Dataset entries

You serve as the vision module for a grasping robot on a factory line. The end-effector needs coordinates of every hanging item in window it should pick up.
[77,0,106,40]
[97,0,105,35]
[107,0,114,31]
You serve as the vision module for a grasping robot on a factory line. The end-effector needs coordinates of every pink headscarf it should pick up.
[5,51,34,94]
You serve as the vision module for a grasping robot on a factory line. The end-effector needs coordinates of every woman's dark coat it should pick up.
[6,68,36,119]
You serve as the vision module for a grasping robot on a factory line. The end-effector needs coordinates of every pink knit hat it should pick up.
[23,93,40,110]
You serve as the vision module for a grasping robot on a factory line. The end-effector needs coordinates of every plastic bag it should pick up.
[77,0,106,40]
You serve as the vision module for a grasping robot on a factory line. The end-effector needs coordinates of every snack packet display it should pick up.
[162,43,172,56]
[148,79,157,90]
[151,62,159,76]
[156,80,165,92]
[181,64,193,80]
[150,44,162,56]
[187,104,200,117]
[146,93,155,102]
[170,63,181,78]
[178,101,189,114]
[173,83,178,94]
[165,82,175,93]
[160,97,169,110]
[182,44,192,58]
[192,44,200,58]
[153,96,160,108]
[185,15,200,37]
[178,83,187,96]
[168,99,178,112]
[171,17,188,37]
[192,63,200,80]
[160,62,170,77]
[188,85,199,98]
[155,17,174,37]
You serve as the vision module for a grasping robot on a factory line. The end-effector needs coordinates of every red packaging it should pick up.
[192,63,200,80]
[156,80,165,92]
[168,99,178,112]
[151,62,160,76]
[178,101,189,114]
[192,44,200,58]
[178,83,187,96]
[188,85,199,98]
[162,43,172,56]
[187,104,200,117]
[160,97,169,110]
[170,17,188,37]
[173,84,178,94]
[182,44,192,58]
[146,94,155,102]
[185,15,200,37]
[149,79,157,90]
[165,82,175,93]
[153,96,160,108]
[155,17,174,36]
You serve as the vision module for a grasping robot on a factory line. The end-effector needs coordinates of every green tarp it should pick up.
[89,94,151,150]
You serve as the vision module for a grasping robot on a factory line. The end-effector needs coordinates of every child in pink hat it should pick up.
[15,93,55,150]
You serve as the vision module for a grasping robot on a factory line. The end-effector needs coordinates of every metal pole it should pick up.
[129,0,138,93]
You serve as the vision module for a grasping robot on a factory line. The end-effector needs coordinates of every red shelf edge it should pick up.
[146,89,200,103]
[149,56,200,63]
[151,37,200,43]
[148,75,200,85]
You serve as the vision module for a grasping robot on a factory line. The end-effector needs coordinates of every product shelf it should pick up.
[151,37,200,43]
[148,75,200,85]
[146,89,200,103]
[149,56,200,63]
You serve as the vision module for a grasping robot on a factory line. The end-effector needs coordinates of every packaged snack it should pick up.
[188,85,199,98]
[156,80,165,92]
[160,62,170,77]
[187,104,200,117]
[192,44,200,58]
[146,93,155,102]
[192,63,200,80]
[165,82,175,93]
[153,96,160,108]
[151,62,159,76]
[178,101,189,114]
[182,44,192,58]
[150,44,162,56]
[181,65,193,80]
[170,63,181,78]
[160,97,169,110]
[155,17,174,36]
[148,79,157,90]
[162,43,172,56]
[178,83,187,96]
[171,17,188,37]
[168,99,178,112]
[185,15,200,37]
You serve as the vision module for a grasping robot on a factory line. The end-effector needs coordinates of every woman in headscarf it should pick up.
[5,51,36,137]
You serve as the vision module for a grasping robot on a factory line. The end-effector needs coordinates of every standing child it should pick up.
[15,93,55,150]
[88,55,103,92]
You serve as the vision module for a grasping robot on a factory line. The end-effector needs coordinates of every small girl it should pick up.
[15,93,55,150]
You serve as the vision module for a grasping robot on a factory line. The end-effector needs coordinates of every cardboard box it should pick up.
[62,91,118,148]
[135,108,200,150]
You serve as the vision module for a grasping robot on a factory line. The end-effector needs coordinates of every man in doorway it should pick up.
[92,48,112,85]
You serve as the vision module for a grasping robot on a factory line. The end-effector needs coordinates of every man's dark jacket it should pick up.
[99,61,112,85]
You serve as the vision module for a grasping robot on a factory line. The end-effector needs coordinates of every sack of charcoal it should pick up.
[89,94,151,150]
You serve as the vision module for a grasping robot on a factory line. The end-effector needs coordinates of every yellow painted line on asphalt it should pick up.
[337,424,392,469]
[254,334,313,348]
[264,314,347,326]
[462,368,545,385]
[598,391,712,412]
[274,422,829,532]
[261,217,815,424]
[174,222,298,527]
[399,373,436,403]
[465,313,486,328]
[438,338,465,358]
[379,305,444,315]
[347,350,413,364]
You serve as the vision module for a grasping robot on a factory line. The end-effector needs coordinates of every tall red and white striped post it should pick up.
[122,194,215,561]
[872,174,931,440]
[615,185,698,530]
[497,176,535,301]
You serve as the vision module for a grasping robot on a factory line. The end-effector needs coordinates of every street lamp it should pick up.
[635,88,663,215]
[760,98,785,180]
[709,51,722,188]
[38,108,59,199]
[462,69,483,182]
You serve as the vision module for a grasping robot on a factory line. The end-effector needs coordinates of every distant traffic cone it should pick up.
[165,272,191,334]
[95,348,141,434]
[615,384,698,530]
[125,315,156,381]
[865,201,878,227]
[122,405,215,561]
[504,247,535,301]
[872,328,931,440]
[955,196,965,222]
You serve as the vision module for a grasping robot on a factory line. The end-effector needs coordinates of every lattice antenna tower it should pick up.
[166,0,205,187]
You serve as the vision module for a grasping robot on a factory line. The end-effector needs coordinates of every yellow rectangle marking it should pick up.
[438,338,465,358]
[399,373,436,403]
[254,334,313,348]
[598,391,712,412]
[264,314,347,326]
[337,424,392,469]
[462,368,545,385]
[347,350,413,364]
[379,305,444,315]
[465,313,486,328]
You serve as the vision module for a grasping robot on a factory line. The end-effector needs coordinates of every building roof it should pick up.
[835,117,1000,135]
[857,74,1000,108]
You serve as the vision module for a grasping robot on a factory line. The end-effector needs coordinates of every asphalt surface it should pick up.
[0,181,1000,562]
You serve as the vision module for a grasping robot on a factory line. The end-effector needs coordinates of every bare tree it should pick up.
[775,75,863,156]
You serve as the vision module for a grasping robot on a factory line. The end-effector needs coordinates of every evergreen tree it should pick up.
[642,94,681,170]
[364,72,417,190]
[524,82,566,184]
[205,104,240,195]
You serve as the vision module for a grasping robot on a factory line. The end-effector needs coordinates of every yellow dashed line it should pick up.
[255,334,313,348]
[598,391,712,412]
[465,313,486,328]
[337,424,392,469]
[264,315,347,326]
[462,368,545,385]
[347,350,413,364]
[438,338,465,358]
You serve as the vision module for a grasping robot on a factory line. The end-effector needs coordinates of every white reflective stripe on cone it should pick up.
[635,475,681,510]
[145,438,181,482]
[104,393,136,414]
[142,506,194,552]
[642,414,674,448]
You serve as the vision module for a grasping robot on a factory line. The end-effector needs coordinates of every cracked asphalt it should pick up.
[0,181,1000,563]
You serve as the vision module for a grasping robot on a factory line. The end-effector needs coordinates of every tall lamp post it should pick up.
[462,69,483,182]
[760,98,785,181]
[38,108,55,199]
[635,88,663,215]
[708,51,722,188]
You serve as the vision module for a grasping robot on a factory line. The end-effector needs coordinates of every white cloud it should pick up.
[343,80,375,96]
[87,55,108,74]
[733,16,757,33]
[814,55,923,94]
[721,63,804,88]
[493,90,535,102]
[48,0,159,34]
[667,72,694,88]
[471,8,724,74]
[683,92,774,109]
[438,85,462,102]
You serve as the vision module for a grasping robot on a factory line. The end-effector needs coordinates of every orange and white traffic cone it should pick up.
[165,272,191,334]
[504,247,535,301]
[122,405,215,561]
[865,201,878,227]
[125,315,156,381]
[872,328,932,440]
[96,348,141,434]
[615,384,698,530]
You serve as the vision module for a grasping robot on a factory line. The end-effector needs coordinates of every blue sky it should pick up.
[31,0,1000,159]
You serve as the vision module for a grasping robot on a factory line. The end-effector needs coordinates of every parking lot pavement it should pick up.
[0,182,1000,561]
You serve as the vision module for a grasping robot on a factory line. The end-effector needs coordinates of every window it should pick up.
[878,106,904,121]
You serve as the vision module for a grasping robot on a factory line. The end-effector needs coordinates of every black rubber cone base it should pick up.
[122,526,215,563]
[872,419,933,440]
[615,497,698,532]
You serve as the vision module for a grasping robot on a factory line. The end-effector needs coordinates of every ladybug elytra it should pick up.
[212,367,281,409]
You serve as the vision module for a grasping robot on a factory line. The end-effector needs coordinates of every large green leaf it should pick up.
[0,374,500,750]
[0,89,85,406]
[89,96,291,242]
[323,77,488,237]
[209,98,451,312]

* **Your instructions**
Retype the lines between the line holding "pink headscarf it should pick up." and the line holding "[6,68,36,119]", inclusive, with no changes.

* **Response to this task**
You serve as the vision module for a grasping robot on a factory line. The end-effector needs coordinates of every pink headscarf it should pick up.
[5,51,34,94]
You serve as the vision module for a grasping robot on a factory line. The end-effector needs coordinates of every woman's dark coat it should pick up.
[6,68,36,119]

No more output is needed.